WRITTEN TASK:
Report every line of the items below that contains the string "leafy", treating uppercase and lowercase letters as distinct.

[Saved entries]

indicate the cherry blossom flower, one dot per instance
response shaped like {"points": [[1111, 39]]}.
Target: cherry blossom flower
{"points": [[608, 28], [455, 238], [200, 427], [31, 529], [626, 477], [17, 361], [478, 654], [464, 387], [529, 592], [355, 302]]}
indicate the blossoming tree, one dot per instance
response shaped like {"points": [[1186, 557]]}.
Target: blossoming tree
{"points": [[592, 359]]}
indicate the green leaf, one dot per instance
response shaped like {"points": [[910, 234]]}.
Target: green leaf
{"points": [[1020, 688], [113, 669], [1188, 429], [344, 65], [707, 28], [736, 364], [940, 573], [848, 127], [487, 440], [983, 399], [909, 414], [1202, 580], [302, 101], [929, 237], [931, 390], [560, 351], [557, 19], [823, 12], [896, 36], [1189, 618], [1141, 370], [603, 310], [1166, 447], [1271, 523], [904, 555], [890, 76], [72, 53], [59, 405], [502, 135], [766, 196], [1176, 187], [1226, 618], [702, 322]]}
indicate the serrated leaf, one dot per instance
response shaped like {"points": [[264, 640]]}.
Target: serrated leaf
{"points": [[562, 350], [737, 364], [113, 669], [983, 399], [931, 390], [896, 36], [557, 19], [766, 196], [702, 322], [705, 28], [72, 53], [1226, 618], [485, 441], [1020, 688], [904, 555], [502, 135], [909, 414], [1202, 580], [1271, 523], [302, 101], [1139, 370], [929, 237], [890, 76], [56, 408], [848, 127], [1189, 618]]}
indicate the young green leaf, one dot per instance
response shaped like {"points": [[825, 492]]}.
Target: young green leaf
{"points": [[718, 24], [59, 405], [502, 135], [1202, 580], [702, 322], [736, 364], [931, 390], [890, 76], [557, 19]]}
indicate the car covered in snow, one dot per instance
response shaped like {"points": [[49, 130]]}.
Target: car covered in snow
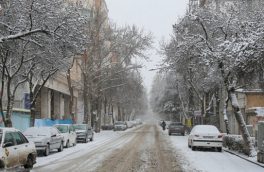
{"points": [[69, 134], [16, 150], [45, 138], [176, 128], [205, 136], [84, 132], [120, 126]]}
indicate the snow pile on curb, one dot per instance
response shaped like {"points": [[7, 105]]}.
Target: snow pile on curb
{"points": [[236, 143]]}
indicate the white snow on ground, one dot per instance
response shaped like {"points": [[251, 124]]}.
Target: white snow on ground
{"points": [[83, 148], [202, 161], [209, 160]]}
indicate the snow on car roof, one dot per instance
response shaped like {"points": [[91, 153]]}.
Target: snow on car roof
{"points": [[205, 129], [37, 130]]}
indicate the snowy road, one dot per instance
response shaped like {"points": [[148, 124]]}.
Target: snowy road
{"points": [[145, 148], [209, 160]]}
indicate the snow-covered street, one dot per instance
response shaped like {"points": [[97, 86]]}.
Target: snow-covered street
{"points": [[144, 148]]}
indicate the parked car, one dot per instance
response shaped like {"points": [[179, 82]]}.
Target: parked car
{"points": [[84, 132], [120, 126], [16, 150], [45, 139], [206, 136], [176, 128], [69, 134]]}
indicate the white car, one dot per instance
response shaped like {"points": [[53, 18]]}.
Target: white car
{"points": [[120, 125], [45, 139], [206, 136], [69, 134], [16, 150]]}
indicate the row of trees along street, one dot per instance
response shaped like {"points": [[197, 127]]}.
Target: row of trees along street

* * *

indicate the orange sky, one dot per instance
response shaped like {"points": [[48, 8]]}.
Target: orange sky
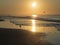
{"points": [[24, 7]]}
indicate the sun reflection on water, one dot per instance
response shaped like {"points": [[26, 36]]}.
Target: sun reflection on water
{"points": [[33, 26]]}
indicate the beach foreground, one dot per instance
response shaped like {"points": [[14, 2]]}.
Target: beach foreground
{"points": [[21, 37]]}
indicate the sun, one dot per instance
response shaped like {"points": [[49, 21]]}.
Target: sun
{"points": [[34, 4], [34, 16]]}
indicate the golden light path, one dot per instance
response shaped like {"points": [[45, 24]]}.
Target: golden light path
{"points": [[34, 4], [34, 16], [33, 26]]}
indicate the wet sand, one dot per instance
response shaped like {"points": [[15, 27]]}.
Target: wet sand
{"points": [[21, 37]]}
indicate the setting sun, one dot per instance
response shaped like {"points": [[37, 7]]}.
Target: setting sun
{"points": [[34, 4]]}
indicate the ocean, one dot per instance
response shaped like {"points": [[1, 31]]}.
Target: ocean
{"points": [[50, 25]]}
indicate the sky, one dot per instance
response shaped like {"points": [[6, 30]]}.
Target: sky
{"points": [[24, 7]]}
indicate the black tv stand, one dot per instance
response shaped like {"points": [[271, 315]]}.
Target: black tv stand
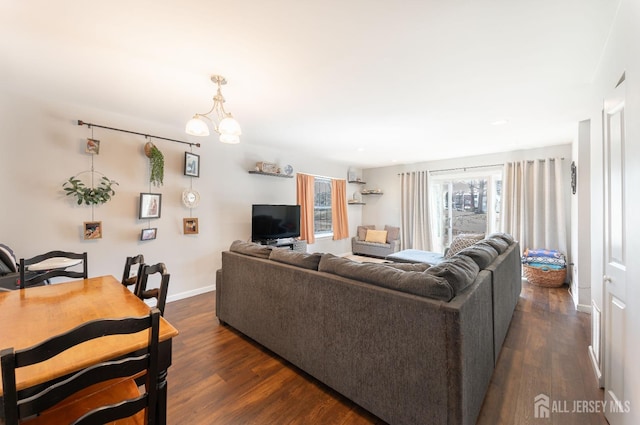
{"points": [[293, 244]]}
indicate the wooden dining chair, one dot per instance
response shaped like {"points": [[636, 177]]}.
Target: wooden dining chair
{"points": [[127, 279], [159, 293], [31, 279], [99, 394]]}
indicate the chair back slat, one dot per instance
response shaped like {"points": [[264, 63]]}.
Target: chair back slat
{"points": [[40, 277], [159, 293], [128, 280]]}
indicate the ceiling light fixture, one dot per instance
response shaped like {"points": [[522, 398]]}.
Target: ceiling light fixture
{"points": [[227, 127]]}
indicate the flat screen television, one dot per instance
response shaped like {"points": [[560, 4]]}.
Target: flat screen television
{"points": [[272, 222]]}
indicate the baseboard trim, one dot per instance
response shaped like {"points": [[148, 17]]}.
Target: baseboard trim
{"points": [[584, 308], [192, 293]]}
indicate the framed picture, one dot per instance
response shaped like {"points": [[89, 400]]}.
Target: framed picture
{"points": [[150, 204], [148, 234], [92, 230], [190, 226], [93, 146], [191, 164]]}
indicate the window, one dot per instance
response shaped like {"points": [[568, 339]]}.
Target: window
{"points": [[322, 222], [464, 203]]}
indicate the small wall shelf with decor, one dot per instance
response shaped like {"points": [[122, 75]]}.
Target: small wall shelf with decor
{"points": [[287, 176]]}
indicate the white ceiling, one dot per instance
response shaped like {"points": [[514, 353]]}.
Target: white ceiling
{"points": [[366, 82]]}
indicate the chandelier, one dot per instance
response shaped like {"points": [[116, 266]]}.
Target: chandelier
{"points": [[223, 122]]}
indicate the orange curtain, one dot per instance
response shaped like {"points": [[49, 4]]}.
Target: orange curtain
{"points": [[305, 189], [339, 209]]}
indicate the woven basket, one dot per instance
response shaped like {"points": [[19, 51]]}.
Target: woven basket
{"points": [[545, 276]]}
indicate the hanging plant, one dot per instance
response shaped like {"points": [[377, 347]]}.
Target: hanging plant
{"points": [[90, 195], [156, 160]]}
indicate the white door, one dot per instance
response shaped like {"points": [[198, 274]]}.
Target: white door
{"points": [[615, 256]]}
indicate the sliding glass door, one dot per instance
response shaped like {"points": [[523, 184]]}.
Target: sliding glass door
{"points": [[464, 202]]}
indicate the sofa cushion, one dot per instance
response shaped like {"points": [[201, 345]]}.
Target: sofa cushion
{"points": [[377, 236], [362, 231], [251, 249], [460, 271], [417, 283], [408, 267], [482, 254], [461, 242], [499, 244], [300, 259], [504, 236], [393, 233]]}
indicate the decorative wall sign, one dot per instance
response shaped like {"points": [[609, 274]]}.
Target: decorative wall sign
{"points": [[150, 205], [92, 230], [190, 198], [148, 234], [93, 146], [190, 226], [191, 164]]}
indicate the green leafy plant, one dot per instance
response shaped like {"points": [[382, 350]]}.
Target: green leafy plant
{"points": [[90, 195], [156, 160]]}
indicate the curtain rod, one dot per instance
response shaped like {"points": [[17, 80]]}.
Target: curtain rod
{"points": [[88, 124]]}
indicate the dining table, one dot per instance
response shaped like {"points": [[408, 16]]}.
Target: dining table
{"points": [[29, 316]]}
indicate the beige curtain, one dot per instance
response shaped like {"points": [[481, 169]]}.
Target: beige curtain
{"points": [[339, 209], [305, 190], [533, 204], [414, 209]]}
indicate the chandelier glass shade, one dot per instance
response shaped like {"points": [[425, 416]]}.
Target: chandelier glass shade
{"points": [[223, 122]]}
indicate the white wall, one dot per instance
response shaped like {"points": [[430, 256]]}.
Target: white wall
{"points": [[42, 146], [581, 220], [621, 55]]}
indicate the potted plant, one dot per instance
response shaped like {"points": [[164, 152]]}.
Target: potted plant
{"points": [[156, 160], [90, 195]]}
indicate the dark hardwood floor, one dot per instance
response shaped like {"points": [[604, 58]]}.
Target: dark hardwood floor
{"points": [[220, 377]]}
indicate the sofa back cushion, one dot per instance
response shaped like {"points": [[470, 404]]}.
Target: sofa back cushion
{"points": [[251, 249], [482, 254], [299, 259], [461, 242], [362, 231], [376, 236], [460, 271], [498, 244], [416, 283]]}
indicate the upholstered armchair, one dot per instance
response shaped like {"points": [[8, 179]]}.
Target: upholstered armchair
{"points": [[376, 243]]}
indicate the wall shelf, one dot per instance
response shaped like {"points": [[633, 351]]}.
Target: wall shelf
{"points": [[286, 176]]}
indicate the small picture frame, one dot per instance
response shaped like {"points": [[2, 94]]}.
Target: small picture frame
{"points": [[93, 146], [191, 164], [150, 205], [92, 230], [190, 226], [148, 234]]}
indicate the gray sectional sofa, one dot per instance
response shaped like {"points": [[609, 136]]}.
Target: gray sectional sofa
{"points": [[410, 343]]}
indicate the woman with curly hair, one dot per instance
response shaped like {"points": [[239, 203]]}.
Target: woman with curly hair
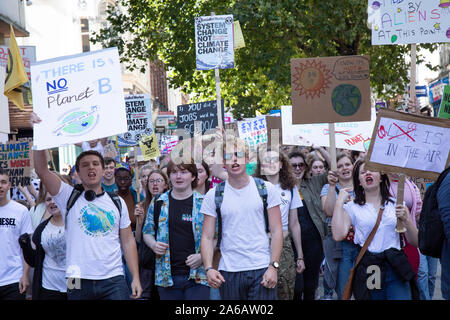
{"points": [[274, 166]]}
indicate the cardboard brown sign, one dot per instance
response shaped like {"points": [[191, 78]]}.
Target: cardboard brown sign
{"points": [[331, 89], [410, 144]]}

ANSWER TO THE PROBLEM:
indicate the green leafy plant, one dot per instance
Target: green leafy plant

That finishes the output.